### Apply what you read
(a) In the text on manufacturing employment, reproduce the passage that starts at the words "Manufacturing job openings" and stops after "to set records.".
(b) Using the text on manufacturing employment, answer each question on its own line:
(i) According to the U.S. Department of Labor, how many job openings were there in July?
(ii) How many new employees were hired in June?
(iii) Which explanation topped the list offered by economists at Morgan Stanley?

### Text
========

Manufacturing Employment Prospects are in Dire Straits
Employment struggles have long been the bane of the manufacturing industry. For decades, the gap between available positions and qualified workers has grown, and today, the labor shortage is reaching catastrophic levels. As manufacturing seeks to sustain itself, companies are ramping up their hiring efforts. Unfortunately, every other industry is doing the same, and there don’t seem to be enough workers to go around. The labor shortage is the single biggest barrier to what could otherwise be an impending domestic manufacturing boom.
Manufacturing job openings are at all-time highs
July of 2021 marked the second consecutive month of a record-breaking number of job openings in the United States. According to the U.S. Department of Labor, there were 10.2 million job openings in June and 10.9 million in July. And while there’s a small degree of turbulence in the August figures — mostly due to an increase in COVID-19 cases related to the Delta Variant — there’s reason to believe job openings will continue to set records.
From some perspectives, an increase in job openings is reason to celebrate, but it’s causing headaches for employers. Despite an unprecedented high number of job openings, hiring remained low — with only 6.8 million new employees hired in both June and July.
What’s driving the labor shortage?
Economists at Morgan Stanley recently offered three possible explanations for the current labor shortage, all related to the COVID-19 pandemic. Workforce relocation topped the list, followed by school closures and a lack of qualified candidates.

========

### Data block
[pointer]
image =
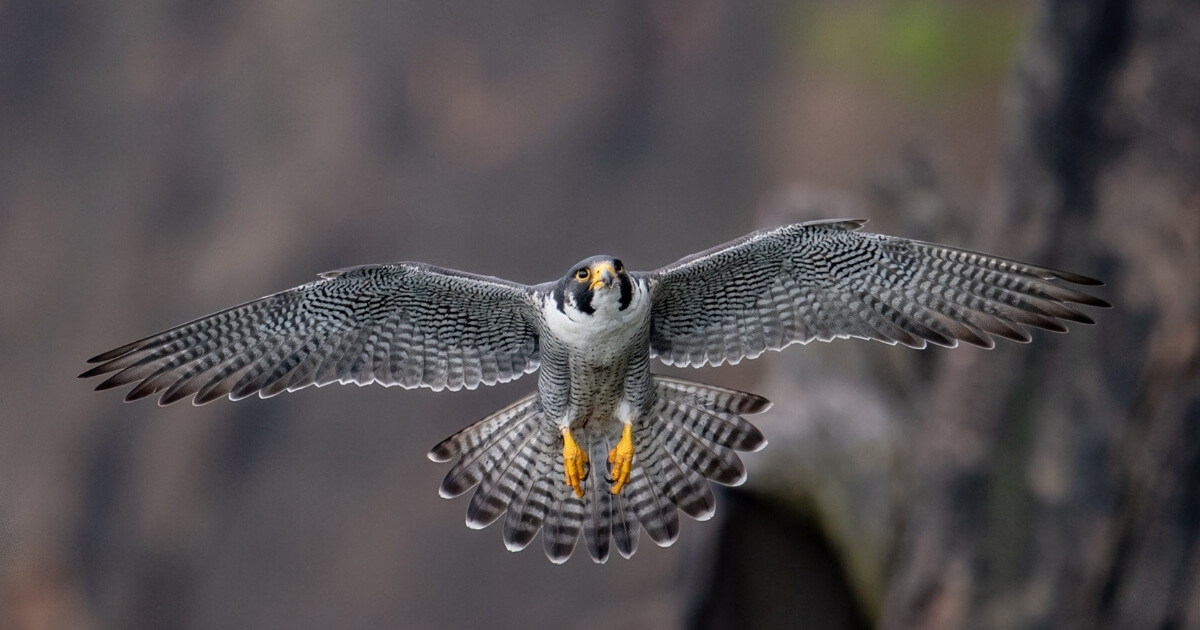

========

### Results of the tasks
(a)
Manufacturing job openings are at all-time highs
July of 2021 marked the second consecutive month of a record-breaking number of job openings in the United States. According to the U.S. Department of Labor, there were 10.2 million job openings in June and 10.9 million in July. And while there’s a small degree of turbulence in the August figures — mostly due to an increase in COVID-19 cases related to the Delta Variant — there’s reason to believe job openings will continue to set records.

(b)
(i) 10.9 million
(ii) 6.8 million
(iii) Workforce relocation